>> Start SUPPLIED MATERIAL
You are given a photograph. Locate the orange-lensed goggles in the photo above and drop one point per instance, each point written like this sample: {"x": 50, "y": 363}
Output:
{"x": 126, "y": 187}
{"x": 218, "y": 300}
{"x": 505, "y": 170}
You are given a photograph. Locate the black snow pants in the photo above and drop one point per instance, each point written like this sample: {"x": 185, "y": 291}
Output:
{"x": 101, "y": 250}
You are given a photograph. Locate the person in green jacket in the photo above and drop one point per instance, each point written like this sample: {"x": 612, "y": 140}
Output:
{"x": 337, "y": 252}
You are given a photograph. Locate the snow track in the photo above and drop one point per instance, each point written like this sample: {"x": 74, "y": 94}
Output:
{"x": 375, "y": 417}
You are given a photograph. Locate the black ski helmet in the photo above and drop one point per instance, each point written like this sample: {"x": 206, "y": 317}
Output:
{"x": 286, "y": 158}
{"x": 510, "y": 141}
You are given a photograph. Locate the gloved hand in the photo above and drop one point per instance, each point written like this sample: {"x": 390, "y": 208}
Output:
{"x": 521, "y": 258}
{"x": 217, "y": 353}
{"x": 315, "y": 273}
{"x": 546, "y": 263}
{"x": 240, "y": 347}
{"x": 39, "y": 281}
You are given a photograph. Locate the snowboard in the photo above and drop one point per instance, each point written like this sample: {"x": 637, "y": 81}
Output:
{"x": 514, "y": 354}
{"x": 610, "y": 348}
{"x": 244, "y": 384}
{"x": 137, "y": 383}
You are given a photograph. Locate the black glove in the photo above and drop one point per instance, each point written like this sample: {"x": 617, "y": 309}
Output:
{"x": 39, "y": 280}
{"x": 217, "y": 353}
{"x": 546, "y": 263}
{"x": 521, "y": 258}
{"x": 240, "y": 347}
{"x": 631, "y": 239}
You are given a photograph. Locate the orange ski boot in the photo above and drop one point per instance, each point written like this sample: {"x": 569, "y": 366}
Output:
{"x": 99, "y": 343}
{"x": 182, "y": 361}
>> End SUPPLIED MATERIAL
Could you recast every one of the records above as a two-column CSV with the header input,output, one row per record, putting each record's text and its answer each in a single quoted field with line breaks turned into spaces?

input,output
"You are given a photograph. Locate the orange-lensed goggles in the photo above and drop one point per instance, each point written like this sample: {""x"": 50, ""y"": 363} Output:","{""x"": 126, ""y"": 187} {""x"": 218, ""y"": 300} {""x"": 505, ""y"": 170}"
"You are given a photograph. Locate the black snow pants in the photo above and drop one point per instance, each point written like this sample: {""x"": 185, ""y"": 291} Output:","{""x"": 101, ""y"": 250}"
"You are given a photograph. Locate the person in green jacket in the photo above and drop one point per instance, each point written like this sample: {""x"": 612, ""y"": 140} Output:","{""x"": 337, ""y"": 252}"
"You are given a photograph. Locate the snow track in the photo above and drop one point per instance, each point written like this sample: {""x"": 74, ""y"": 94} Output:","{""x"": 375, ""y"": 417}"
"You are given a photograph. Locate the black ski helmet in the photo above and drop one point per instance, each point written like this sample: {""x"": 206, ""y"": 317} Output:","{""x"": 286, ""y"": 158} {""x"": 510, ""y"": 141}"
"You are given a photograph. Locate the gloved hand in the photo above and drop one point per instance, each point written like this sample: {""x"": 390, ""y"": 208} Output:","{""x"": 521, ""y"": 258} {""x"": 217, ""y"": 353} {""x"": 315, ""y"": 273} {""x"": 546, ""y"": 263} {""x"": 240, ""y"": 347} {""x"": 39, ""y"": 281}"
"You are given a photograph. Locate the snowboard in the photo above and drop one point per instance, each point written like this sample: {""x"": 637, ""y"": 81} Output:","{""x"": 514, ""y"": 354} {""x"": 610, ""y"": 348} {""x"": 244, ""y"": 384} {""x"": 137, ""y"": 383}"
"You are given a photograph. Locate the black glove in the photo above and drop one point per instance, each point written like this sample: {""x"": 617, ""y"": 309} Output:","{""x"": 39, ""y"": 280} {""x"": 217, ""y"": 353} {""x"": 546, ""y"": 263} {""x"": 521, ""y"": 258} {""x"": 240, ""y"": 347} {""x"": 631, ""y"": 239}"
"You are given a photograph. Locate the orange ski boot in the photo above and drop one point per instance, each point written like this sample: {""x"": 569, ""y"": 366} Output:","{""x"": 99, ""y"": 343} {""x"": 182, ""y"": 361}"